§ 题目: 请从下面这篇写马尾造船厂的散文里，把从“在福建省马尾造船股份有限公司”到“生命只有一次,没有下不为例。”的这一段原文照抄出来。

§ 选段:
-=-=-=-=-

印象马船的散文随笔

2019-05-19散文

  在福建省马尾造船股份有限公司采访了七天,听到了许多感人的故事,认识了很多真诚的笑脸,了解了福建的船政文化,感受了马船铿锵前进的脚步。当然还有一些细节,同样深深地印刻在我的脑海里

  安全管理无小事

  走进历经150年沧桑历史的福建马尾造船厂,基本搬空了的厂房车间旁,各种施工安全的标语十分醒目。——生命只有一次,没有下不为例。

  ——爱妻爱子爱家庭,不注重安全等于零。

  ——您要时刻注意,防触电和防坠落。

  ——为了您和他人家庭幸福就请您穿戴好劳动保护用品,注意安全生产。

  造船,作为重工业产业,安装使用的都是大型的机械设备,用大小钢板焊接而成生产出来的船舶,也都是庞然大物。在这片钢铁森林般的工地上,任何血肉之躯都是卑微而弱小的,必须始终抱有敬畏之心,始终绷紧安全生产这根弦。

-=-=-=-=-

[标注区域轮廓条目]
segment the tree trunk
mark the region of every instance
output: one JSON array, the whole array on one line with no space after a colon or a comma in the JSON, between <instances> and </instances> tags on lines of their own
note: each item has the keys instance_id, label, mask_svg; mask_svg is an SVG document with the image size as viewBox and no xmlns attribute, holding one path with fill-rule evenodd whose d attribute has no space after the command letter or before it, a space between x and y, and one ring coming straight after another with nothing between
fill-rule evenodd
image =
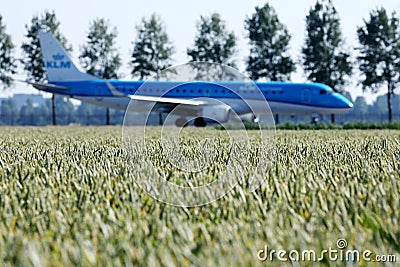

-=-=-=-=-

§ 回答:
在福建省马尾造船股份有限公司采访了七天,听到了许多感人的故事,认识了很多真诚的笑脸,了解了福建的船政文化,感受了马船铿锵前进的脚步。当然还有一些细节,同样深深地印刻在我的脑海里

  安全管理无小事

  走进历经150年沧桑历史的福建马尾造船厂,基本搬空了的厂房车间旁,各种施工安全的标语十分醒目。——生命只有一次,没有下不为例。